What you will do:
1. Using the passage on Czech household finances, answer these questions:
(a) Which agency monitors the household financial situation index together with KPMG?
(b) To which year's levels has that index now fallen?
(c) What is Mojmír Hampl's position at KPMG?
2. Continue the passage on Czech household finances, starting after its final sentence.

(Selected passage)

The financial resources of Czech households are being confronted with the beginning of an economic downturn, although the overall mood remains relatively positive in spite of growing uncertainty.
More than 500,000 Czechs are faced with existential problems. The financial situation index of households monitored by the STEM agency in cooperation with KPMG has shown a slight decrease since May 2020 and is currently at 2016 levels.
People working in hard-hit sectors such as tourism and hospitality and people who were facing problems already before the pandemic are the two groups most seriously impacted by the COVID-19 crisis and related measures, as they have affected mostly entrepreneurs, self-employed persons and blue-collar workers.
“COVID-19’s novelty is that at once two divergent social groups are confronting increasing economic troubles – on one side are the people who have always been economically weaker, less active and more dependent and thus endangered by every economic downturn, and on the other are members of the active and independent population, i.e. small entrepreneurs, self-employed persons, and some of the liberal professions. This dichotomy probably results from the spring lockdown hitting both the demand side of the economy (lower sales) as well as the supply side (lower production), in contrast to the economic crisis of 2008,” comments KPMG’s Director of Financial Sector Services Mojmír Hampl.

(End Selected passage)
(Data listing)

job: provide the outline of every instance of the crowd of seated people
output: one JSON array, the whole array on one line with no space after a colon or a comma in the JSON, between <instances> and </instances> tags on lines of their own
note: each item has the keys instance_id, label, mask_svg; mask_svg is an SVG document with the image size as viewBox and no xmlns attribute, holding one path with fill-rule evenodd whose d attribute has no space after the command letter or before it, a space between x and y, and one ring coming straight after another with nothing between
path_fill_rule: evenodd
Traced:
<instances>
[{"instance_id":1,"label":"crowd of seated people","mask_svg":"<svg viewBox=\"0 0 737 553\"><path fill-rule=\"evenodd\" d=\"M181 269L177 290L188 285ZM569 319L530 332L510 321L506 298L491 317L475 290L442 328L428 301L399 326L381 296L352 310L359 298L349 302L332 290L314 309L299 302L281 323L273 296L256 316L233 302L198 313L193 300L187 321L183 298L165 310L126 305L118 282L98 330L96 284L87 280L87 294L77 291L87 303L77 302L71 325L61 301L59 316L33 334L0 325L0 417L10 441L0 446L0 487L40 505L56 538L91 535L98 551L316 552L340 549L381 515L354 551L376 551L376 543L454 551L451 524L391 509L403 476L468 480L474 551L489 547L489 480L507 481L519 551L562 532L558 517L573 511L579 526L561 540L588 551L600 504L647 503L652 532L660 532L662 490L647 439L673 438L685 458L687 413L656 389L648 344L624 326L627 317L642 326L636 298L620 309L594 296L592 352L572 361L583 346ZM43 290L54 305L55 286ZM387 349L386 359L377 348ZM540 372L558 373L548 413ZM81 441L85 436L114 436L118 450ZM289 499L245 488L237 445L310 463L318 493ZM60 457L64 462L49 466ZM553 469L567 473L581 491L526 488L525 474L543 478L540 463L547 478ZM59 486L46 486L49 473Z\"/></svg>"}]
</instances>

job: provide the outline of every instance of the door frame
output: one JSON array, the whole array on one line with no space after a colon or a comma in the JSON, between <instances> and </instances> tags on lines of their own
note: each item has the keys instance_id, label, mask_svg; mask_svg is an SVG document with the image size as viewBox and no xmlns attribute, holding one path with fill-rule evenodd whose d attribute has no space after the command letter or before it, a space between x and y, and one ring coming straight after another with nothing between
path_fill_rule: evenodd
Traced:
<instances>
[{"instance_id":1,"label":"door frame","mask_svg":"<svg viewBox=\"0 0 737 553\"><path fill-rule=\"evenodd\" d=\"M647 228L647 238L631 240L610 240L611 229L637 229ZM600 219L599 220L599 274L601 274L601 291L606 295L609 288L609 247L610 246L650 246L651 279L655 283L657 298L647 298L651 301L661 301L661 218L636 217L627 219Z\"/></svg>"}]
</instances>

(End Data listing)
(Data listing)

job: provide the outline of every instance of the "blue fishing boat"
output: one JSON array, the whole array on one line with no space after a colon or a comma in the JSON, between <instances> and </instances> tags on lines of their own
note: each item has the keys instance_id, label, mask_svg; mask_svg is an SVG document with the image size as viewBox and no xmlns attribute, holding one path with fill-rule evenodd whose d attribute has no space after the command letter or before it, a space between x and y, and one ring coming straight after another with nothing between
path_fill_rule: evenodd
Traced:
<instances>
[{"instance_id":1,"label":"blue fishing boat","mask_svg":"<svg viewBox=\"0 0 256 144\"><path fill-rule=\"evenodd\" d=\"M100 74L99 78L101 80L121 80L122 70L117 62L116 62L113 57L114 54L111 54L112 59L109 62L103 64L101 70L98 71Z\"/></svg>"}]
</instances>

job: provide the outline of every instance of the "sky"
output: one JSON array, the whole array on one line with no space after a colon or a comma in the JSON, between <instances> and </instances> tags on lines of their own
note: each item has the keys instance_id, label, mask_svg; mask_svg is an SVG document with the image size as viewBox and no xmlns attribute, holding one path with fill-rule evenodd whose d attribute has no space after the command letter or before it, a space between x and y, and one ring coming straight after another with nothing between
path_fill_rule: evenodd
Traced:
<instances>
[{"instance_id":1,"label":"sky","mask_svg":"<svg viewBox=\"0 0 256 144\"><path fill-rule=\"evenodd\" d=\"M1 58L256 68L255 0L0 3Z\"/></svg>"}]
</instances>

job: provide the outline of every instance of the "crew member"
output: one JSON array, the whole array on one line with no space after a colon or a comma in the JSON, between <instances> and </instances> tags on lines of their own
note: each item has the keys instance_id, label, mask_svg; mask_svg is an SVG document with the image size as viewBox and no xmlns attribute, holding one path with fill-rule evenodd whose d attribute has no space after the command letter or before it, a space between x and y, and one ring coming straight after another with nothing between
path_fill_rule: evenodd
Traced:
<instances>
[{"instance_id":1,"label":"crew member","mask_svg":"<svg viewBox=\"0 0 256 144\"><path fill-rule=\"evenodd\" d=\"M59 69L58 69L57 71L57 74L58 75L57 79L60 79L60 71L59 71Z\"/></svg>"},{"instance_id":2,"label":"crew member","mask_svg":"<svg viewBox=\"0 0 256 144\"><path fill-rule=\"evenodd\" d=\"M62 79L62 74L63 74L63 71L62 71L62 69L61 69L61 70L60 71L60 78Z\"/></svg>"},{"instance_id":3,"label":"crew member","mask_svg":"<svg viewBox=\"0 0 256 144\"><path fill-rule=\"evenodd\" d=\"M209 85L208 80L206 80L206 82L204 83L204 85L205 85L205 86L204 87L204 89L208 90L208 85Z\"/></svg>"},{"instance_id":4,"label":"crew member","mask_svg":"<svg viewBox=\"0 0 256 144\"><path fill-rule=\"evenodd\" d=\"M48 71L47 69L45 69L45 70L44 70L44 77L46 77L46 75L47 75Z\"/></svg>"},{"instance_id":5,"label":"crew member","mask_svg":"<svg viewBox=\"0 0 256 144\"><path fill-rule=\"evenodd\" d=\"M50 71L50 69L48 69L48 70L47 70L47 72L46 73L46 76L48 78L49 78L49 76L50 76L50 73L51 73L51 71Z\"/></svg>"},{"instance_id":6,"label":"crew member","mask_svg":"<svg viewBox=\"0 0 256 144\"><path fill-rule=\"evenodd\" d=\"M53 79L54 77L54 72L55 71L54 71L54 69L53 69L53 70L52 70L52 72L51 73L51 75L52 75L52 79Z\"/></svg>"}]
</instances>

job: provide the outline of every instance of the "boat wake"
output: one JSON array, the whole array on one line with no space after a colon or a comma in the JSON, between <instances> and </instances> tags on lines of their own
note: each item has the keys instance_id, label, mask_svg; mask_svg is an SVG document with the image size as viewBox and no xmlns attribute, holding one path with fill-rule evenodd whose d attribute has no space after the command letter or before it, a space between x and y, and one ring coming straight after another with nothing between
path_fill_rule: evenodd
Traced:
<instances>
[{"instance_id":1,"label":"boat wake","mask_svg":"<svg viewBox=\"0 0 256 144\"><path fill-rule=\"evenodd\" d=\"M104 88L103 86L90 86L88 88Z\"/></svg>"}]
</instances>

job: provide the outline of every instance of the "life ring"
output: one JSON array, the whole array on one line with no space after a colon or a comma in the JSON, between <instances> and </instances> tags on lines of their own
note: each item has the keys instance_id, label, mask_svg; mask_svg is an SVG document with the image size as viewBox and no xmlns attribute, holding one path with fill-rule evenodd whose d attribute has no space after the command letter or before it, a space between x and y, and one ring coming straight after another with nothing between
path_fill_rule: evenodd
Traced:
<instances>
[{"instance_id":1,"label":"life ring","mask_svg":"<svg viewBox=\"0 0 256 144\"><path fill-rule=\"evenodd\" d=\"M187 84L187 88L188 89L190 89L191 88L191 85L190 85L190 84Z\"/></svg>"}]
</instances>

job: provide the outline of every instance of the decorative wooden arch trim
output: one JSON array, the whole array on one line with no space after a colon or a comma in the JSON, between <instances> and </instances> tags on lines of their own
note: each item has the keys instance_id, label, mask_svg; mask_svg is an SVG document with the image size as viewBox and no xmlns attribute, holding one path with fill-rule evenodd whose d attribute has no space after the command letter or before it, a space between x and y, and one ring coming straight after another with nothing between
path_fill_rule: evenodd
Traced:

(End Data listing)

Answers given:
1.
(a) The STEM agency.
(b) 2016.
(c) Director of Financial Sector Services.

2.
Although people have had the possibility to accumulate savings in the past months and were not obliged to repay deferred liabilities, some households are close to running out or have already run out of their savings. The overall ability to get by with one’s income has slowly become worse and is most probably about to further deteriorate after the end of the moratorium on loans on 31 October. The unemployment rate has not yet grown significantly as a result of the crisis (3.1% in January; 3.8% in August), but this may change with the end of the Antivirus programme or once the economic impact of the pandemic’s second wave hits.
“So far, the sceptical scenarios of some analysts from the spring have not come true, and Czech households are still doing relatively well. Problems have been deepening for those already not well off before the pandemic. Of course, we will have to see what effects the autumn restrictions will have on the economy,” says sociologist and Director of STEM Martin Buchtík.
The financial situation index of Czech households decreased by four more points compared with May 2020. However, long-term developments are still relatively good. While the current decline is the largest annual decline in the post-1989 history of our country, a large number of households has nonetheless been able to accumulate significant financial resources or to invest. This should help them get through the crisis without any major problems if they are tackling only minor decreases in income.
The continuous Trends survey has been carried out by analytical agency STEM (www.stem.cz) since the beginning of the 1990s, using a face-to-face method on a representative sample of adult Czechs. Respondents are selected via a quota method. The survey is always carried out on a sample of at least 1,000 respondents and was last undertaken between 31 August and 13 September 2020.